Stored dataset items
__________________________________________________

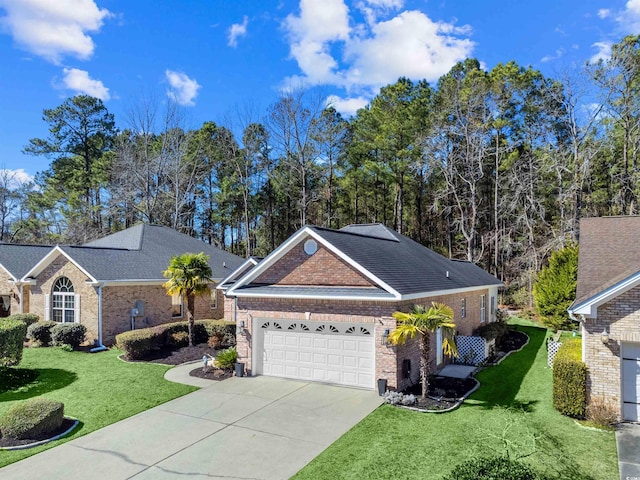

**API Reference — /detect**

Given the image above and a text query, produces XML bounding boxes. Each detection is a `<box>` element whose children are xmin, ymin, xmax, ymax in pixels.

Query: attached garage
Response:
<box><xmin>622</xmin><ymin>343</ymin><xmax>640</xmax><ymax>422</ymax></box>
<box><xmin>254</xmin><ymin>319</ymin><xmax>375</xmax><ymax>388</ymax></box>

__________________________________________________

→ **Written task**: Rewrite every line of the listing as a numbered list, skipping the blank lines. Leave the picture out.

→ **Solution for this problem**:
1. **API Reference — /detect**
2. Given the image above and a text query, produces XML bounding boxes. Each detection is a `<box>` element whose children are xmin, ymin, xmax, ymax in pixels.
3. Query: attached garage
4. Response:
5. <box><xmin>622</xmin><ymin>343</ymin><xmax>640</xmax><ymax>422</ymax></box>
6. <box><xmin>254</xmin><ymin>319</ymin><xmax>375</xmax><ymax>388</ymax></box>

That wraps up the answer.